* **Stated exercise**: Copy out the records verbatim, from the line containing "Labeling guideline: look at the image above and mark any gray" through the line containing "[14, 51, 779, 349]", including both of those lines and nothing else.

··· Entries ···

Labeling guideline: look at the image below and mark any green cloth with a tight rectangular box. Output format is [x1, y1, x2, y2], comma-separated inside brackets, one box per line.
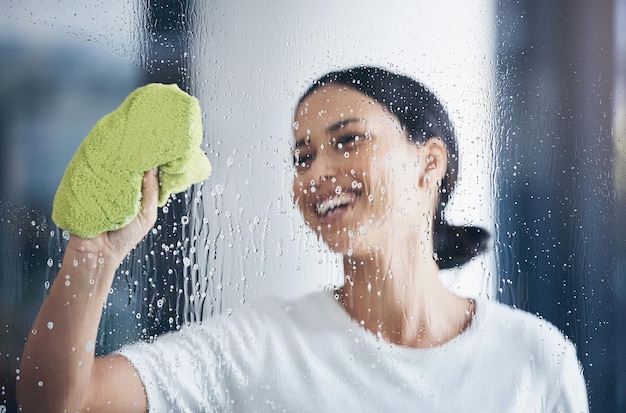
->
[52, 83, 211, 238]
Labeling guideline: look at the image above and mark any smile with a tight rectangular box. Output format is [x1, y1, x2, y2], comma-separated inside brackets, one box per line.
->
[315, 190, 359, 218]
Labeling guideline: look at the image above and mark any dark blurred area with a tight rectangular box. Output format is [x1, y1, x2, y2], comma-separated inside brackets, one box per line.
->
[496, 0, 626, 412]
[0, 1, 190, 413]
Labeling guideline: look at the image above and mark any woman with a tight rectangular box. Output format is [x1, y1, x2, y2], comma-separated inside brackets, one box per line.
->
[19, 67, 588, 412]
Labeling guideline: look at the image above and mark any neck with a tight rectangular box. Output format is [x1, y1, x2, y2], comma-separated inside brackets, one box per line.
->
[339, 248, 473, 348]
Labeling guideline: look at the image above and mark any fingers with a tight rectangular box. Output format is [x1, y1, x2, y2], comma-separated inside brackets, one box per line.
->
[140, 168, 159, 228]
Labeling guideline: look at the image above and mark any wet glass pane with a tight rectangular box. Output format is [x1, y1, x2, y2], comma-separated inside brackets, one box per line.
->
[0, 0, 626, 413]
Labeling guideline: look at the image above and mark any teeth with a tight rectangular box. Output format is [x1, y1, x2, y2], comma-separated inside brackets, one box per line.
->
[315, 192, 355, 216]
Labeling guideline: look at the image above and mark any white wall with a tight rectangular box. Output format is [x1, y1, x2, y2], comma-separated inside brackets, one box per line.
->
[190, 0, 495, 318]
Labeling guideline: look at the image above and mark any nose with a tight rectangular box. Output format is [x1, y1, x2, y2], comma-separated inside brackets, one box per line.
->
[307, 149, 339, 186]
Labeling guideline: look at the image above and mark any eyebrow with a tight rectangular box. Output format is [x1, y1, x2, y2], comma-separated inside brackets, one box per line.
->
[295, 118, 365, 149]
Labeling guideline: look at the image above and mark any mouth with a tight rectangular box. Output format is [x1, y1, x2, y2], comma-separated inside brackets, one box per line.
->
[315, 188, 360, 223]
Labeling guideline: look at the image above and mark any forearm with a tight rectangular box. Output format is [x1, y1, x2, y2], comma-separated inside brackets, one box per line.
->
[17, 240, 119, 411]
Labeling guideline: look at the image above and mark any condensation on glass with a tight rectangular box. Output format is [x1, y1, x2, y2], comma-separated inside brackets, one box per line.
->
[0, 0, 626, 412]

···
··· Entries ···

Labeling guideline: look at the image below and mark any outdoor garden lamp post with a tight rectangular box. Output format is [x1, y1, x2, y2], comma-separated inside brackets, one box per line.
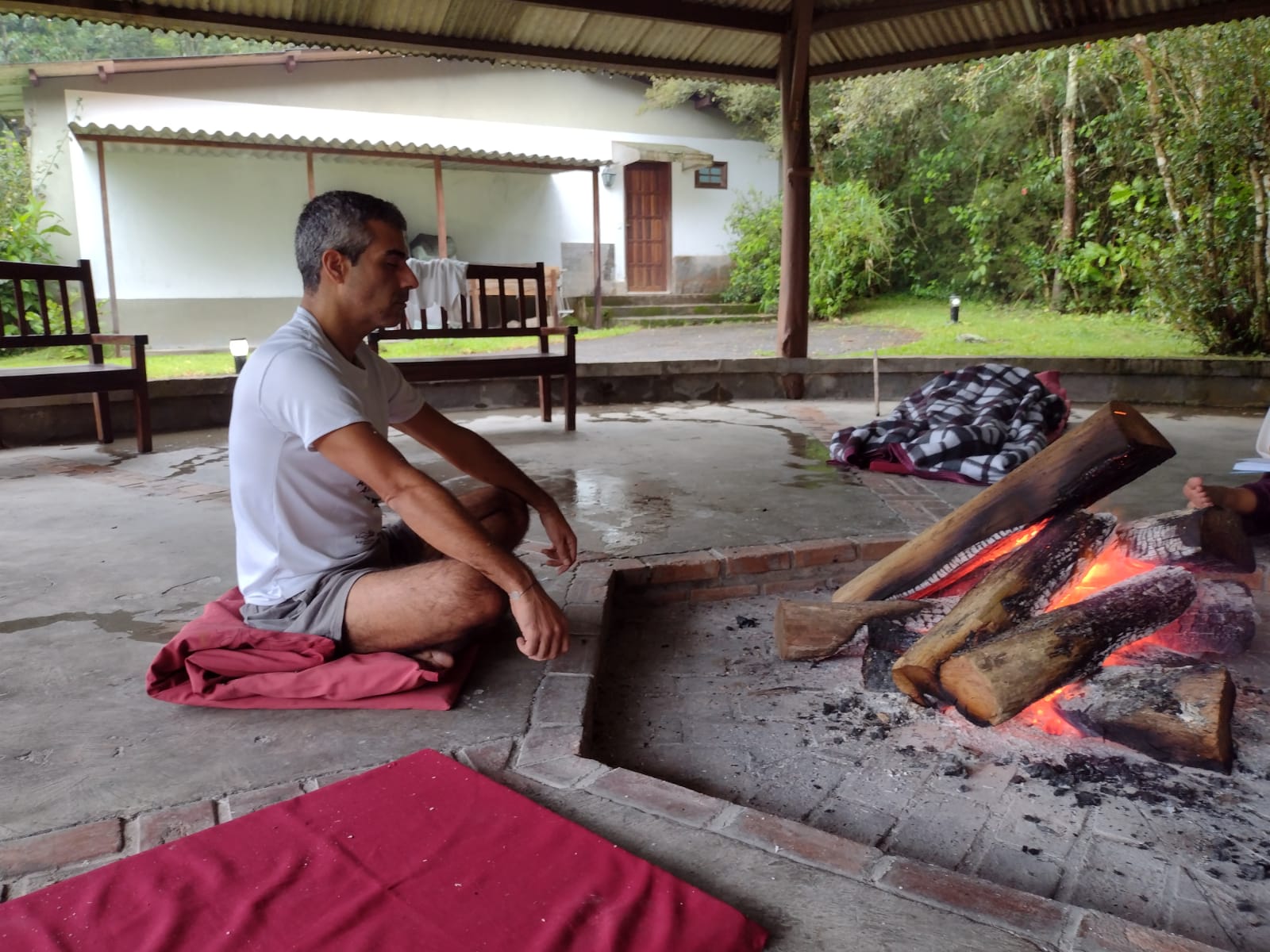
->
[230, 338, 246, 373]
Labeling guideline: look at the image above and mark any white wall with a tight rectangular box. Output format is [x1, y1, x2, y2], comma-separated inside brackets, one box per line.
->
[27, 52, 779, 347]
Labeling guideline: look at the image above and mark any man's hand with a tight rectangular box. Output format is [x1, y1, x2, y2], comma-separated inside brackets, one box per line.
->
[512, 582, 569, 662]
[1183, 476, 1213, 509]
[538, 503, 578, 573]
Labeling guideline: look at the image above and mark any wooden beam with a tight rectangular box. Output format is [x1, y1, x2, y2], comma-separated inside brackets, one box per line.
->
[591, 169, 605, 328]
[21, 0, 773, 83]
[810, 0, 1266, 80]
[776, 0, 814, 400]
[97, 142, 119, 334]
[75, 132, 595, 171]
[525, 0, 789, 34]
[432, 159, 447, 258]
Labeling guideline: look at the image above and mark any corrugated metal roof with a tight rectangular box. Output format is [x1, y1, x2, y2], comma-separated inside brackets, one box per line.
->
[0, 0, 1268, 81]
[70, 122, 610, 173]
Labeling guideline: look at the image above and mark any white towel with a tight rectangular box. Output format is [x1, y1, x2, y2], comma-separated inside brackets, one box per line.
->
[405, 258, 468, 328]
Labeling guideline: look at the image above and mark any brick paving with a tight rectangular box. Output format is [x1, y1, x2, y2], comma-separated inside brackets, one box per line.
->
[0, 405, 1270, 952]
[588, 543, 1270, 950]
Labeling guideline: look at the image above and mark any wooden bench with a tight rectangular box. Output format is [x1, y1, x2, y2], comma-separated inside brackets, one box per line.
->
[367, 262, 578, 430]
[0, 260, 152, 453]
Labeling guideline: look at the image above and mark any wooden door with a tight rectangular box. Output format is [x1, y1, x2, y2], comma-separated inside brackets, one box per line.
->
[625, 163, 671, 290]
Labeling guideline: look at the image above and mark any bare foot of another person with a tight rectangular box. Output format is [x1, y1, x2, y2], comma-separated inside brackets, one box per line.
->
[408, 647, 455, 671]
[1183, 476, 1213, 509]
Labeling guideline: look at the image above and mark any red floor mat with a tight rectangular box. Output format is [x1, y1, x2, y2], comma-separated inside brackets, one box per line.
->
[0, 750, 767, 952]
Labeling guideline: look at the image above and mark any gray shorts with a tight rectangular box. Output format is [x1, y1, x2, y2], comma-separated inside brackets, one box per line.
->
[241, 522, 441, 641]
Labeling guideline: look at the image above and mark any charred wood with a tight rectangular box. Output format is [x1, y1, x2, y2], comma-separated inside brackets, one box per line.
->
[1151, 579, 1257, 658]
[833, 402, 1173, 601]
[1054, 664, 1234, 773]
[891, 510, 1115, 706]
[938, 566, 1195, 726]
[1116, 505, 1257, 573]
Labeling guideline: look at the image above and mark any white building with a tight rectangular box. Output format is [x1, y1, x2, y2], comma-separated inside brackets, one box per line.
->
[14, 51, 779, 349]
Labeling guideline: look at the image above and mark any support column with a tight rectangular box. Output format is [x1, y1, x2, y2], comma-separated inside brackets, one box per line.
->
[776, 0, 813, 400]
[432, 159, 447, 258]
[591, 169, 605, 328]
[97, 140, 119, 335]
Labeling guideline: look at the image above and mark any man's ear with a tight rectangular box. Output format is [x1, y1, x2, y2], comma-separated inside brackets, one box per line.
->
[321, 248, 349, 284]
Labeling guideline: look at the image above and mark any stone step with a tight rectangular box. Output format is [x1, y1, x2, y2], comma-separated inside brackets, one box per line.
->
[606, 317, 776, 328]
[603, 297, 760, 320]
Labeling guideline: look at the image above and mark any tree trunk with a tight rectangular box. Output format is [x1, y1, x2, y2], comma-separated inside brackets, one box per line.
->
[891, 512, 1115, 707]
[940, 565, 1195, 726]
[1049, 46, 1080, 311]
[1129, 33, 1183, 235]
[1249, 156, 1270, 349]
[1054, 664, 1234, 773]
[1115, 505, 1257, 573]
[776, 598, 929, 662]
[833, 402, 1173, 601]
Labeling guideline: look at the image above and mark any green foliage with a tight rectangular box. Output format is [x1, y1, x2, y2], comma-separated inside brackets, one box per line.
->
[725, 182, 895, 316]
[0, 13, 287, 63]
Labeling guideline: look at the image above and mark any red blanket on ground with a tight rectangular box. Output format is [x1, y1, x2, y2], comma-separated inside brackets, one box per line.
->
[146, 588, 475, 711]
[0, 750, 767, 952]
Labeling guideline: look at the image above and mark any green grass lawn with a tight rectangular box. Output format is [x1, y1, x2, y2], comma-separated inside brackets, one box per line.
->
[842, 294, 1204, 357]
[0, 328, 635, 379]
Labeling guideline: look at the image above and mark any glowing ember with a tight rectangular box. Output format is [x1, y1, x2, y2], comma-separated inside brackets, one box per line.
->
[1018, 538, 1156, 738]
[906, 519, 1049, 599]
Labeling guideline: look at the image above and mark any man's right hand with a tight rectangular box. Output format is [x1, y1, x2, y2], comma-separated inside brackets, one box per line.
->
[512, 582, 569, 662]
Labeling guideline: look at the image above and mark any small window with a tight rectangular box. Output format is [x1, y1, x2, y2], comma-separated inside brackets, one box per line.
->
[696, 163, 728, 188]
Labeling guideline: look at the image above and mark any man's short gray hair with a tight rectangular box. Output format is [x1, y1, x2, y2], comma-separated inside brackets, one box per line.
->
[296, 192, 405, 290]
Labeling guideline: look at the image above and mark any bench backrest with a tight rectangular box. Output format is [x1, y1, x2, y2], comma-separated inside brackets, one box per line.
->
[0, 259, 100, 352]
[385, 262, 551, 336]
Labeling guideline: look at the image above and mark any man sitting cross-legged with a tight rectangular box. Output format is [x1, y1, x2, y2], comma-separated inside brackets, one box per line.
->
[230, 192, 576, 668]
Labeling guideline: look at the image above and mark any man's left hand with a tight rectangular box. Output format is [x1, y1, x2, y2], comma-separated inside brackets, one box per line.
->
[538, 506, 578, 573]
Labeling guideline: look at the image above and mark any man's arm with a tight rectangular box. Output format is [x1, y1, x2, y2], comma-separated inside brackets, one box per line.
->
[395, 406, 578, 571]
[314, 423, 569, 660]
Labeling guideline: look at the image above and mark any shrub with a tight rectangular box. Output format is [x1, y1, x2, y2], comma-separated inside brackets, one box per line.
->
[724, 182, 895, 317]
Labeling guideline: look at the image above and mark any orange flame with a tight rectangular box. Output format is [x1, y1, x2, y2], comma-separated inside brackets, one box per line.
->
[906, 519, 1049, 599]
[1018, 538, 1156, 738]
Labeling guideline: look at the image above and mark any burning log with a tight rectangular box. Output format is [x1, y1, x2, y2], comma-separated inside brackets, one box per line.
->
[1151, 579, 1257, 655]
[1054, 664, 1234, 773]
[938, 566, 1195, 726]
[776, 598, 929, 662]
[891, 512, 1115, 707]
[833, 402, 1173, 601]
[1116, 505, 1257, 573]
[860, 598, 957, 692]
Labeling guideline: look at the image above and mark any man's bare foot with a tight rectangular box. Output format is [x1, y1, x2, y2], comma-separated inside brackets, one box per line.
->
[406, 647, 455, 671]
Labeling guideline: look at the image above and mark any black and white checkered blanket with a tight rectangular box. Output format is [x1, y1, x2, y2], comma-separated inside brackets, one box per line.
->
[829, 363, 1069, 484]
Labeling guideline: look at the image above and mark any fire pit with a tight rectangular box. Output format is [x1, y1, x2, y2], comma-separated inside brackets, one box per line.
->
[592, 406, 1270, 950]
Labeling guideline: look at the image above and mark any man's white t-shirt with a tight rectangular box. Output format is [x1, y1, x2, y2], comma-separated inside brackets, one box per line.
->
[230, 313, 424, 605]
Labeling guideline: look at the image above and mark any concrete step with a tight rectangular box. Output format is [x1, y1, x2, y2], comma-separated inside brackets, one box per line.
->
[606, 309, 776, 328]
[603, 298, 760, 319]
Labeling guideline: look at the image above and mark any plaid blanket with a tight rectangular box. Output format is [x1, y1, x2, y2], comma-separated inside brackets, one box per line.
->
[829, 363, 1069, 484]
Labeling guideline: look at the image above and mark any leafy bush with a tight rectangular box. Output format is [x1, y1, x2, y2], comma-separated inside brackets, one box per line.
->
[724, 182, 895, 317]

···

* **Completed task**:
Labeling guideline: look at the image above and mark any gray shorts with a tight rectangular box. Output format is [x1, y1, x2, y2], comma-separated inside brackets, one box per line.
->
[241, 522, 441, 641]
Labeling guideline: look at the image above and mark any charred wood with a tight rectangular box. Output format is [x1, y1, x2, y2], comma-separated inside brackets, one box per line.
->
[1151, 579, 1257, 658]
[833, 402, 1173, 601]
[1054, 664, 1234, 773]
[891, 510, 1115, 706]
[938, 566, 1195, 726]
[1116, 505, 1257, 573]
Labeling guideline: look at the image above and mark any white building with a tight rectangular box. Output format is [x1, y1, x2, y2], comma-separated inside brackets, one box per line.
->
[14, 51, 779, 349]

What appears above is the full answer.